## Assignment
Could you copy each line of the entries that contains "buckwheat"?

## Source material

========================================================================

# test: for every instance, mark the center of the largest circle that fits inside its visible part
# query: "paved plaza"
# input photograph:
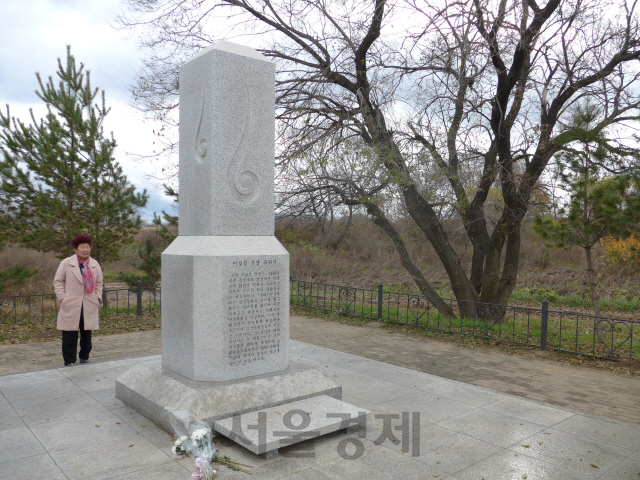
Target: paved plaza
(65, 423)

========================================================================

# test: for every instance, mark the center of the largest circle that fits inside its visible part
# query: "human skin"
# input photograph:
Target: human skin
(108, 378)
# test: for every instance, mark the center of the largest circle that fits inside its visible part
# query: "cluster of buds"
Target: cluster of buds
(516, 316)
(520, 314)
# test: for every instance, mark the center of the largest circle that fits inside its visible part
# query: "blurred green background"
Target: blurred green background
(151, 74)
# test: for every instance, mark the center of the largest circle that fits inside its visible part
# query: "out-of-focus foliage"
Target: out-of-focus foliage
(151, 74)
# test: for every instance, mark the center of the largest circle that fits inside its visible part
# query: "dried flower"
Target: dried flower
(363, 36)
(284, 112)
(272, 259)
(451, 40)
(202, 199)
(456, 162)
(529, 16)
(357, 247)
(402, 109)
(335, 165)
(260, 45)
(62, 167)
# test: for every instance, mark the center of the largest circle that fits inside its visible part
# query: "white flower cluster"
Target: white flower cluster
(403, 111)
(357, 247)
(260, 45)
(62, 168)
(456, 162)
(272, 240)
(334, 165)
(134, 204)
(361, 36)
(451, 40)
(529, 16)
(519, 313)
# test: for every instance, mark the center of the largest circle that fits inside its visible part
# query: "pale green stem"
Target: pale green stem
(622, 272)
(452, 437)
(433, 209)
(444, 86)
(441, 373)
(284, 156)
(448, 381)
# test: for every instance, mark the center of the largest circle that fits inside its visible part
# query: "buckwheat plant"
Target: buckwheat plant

========================================================================

## Task answer
# query: "buckwheat plant"
Target: buckwheat plant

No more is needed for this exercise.